# Assignment
Without the images, set down each entry exactly.

# Photo-based referring expression data
■ ■ ■ ■ ■ ■ ■
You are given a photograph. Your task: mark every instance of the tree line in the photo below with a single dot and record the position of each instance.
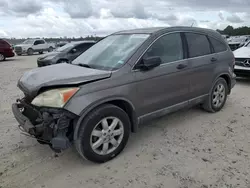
(230, 30)
(56, 40)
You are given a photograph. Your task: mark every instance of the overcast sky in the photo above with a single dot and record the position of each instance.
(56, 18)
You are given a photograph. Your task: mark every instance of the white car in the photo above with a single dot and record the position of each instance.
(242, 60)
(33, 45)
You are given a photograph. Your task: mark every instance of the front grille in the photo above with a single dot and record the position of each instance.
(244, 62)
(18, 49)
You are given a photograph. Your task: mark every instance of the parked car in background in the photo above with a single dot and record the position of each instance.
(124, 80)
(6, 50)
(237, 42)
(65, 54)
(34, 45)
(242, 60)
(61, 44)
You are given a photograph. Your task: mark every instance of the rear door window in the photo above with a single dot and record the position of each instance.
(198, 45)
(217, 45)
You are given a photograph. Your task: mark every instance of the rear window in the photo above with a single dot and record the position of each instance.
(198, 45)
(217, 45)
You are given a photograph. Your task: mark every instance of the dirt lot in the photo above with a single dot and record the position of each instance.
(190, 148)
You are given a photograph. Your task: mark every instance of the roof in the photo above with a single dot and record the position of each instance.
(148, 30)
(152, 30)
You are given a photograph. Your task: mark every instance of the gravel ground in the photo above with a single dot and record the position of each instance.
(190, 148)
■ ■ ■ ■ ■ ■ ■
# Solution to the exercise
You are given a photograph. Your task: mark every instance of the tree line in the photo below with a single dot and record the position of each instance.
(230, 30)
(56, 40)
You are given a photograph. Your task: mark every instance of the overcast sky in the photo above with a single dot and record the position of each instance.
(56, 18)
You are given a photograph. Your task: mark every instance of the white car in the photo above with a single dot and record the position of each instance.
(242, 60)
(33, 45)
You are given a photograph. Your task: mark every instance of the front grille in the photo above with a single dot and record the position of each instance.
(244, 62)
(18, 49)
You are given a photograph. Your task: mark every instance of the parked car in background in the photo above with a single dot and record the position of each instance.
(124, 80)
(6, 50)
(237, 42)
(65, 54)
(34, 45)
(242, 60)
(61, 44)
You are given a photograph. Your task: mark every instance of the rear door window in the photo above with a single dot and record the position of each instance.
(198, 45)
(217, 45)
You are given a photograph. Your task: mark every instance of the rear window in the photo above with a single dot and record the position of each instance.
(198, 45)
(217, 45)
You are given a photograph. Your task: mark every instance of the dirt lot in the photo above with a single dot and record the position of each instance.
(190, 148)
You are given a photograph. Your task: mark every instance of the roof in the photo above with a single dot and record the position of each instance.
(148, 30)
(152, 30)
You are given a photograph. Your task: mark every instance of the gravel ground in the photo above with a single dot and record the position of each instance.
(190, 148)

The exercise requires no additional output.